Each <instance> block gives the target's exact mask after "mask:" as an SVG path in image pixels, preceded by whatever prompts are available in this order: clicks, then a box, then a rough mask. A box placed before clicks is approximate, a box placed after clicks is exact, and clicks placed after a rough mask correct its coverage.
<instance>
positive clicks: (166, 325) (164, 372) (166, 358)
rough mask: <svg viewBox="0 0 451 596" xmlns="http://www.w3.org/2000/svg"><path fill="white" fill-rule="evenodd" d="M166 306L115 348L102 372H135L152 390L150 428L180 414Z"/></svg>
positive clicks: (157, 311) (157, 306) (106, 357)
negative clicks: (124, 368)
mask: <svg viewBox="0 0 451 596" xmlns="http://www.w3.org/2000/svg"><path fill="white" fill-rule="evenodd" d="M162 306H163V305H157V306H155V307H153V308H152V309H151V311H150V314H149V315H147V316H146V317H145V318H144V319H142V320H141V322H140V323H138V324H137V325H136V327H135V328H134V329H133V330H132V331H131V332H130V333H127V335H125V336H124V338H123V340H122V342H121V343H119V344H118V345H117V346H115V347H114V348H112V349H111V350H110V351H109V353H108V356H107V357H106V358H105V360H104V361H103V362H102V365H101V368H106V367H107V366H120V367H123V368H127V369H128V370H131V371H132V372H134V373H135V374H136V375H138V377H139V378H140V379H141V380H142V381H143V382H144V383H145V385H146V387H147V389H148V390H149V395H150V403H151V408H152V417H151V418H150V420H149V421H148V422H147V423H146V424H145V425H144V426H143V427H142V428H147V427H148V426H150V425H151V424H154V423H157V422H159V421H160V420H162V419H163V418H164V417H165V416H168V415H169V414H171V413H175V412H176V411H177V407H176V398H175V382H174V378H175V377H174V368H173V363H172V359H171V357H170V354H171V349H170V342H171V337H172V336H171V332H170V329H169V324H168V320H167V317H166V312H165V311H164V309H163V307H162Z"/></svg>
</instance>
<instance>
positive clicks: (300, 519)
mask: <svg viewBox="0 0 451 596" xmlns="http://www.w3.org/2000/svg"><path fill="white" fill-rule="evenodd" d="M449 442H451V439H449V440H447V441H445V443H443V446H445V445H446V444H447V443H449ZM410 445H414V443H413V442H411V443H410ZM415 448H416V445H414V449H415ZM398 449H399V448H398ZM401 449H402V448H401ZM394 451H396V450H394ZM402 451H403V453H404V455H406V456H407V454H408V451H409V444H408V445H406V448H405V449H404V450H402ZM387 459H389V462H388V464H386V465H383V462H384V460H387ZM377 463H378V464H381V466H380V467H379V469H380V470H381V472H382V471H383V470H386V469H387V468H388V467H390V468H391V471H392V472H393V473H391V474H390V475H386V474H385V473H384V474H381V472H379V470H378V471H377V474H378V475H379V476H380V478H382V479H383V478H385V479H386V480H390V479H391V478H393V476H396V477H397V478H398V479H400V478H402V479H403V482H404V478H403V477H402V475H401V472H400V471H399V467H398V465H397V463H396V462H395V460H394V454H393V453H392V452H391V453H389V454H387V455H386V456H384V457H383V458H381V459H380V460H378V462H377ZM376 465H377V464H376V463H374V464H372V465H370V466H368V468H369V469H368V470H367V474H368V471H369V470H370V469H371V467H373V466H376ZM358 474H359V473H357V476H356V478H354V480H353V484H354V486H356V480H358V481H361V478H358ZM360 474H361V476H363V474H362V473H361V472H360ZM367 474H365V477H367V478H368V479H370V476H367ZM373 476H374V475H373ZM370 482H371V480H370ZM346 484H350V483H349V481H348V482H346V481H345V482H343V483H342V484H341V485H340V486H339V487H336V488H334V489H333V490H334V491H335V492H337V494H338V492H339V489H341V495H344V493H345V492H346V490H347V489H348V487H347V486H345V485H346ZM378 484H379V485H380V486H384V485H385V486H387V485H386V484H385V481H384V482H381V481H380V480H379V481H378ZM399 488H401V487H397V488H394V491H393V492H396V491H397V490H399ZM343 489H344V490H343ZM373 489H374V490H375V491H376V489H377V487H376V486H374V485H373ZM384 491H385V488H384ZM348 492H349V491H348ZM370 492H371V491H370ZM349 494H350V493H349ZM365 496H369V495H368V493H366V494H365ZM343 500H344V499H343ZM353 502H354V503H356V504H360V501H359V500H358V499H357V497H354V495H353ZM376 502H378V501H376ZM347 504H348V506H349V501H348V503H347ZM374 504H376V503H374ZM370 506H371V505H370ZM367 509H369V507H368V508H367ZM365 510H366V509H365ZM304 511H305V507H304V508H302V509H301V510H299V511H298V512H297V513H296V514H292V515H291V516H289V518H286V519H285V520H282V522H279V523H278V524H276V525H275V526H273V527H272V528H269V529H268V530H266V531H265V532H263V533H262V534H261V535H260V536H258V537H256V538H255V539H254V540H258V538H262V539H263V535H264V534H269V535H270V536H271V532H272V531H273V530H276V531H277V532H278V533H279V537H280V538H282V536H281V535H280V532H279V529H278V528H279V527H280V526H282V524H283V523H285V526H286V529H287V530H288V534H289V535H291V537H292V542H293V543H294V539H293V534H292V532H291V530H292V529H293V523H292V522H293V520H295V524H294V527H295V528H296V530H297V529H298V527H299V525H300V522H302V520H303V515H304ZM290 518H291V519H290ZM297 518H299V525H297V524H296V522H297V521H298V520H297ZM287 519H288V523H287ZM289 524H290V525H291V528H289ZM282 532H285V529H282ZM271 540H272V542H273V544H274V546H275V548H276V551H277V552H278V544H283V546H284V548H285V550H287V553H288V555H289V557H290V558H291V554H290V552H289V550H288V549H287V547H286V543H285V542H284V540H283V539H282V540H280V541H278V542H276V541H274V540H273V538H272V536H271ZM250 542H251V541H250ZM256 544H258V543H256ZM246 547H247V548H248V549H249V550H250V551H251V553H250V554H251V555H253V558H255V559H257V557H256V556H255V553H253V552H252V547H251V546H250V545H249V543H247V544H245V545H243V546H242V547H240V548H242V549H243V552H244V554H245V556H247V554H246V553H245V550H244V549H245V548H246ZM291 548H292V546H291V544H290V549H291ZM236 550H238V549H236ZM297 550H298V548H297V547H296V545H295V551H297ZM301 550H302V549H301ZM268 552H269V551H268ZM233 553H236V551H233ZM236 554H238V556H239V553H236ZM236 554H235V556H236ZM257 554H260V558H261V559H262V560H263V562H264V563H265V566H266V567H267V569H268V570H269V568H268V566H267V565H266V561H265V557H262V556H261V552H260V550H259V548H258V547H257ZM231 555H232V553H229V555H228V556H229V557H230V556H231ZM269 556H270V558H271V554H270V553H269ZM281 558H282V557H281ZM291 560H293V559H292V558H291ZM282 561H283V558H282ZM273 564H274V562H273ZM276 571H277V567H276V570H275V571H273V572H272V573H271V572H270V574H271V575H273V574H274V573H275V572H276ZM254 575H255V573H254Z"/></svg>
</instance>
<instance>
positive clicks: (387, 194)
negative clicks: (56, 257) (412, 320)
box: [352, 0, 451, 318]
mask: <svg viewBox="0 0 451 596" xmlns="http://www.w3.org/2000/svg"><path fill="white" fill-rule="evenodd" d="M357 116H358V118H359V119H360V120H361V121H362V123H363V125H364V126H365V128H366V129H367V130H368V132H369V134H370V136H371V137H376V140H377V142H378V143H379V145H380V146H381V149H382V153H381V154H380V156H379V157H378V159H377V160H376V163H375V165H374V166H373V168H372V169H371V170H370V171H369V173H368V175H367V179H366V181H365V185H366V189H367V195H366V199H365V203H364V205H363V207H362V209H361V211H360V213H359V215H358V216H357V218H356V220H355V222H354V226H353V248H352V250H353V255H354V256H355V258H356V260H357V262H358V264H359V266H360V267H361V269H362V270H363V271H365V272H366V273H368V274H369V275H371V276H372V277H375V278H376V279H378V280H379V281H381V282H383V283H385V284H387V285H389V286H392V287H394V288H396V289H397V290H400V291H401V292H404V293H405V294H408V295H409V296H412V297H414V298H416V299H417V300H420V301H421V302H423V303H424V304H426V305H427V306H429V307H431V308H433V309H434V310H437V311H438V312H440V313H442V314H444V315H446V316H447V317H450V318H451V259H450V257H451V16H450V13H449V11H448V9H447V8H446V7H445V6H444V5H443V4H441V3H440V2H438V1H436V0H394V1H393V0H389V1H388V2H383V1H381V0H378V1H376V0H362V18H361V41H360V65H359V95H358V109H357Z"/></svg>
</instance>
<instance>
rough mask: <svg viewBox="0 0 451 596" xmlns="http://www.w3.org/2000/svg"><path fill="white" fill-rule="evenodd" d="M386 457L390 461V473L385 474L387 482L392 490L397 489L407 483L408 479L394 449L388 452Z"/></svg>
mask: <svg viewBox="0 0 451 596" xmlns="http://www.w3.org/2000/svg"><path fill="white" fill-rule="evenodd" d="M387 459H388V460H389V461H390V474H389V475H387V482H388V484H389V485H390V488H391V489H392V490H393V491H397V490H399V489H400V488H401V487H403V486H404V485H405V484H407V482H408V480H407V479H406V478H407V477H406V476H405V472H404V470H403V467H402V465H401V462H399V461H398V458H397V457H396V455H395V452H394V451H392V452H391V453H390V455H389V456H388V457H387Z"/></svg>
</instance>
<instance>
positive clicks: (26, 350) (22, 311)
========================
Please give back, exactly as it stands above, the stretch from the line with "306L115 348L102 372H135L152" through the line with "positive clicks: (157, 311)", and no line outside it.

**The answer:**
rough mask: <svg viewBox="0 0 451 596" xmlns="http://www.w3.org/2000/svg"><path fill="white" fill-rule="evenodd" d="M166 306L115 348L102 372H135L152 390L150 428L180 414Z"/></svg>
positive clicks: (157, 311) (157, 306) (106, 357)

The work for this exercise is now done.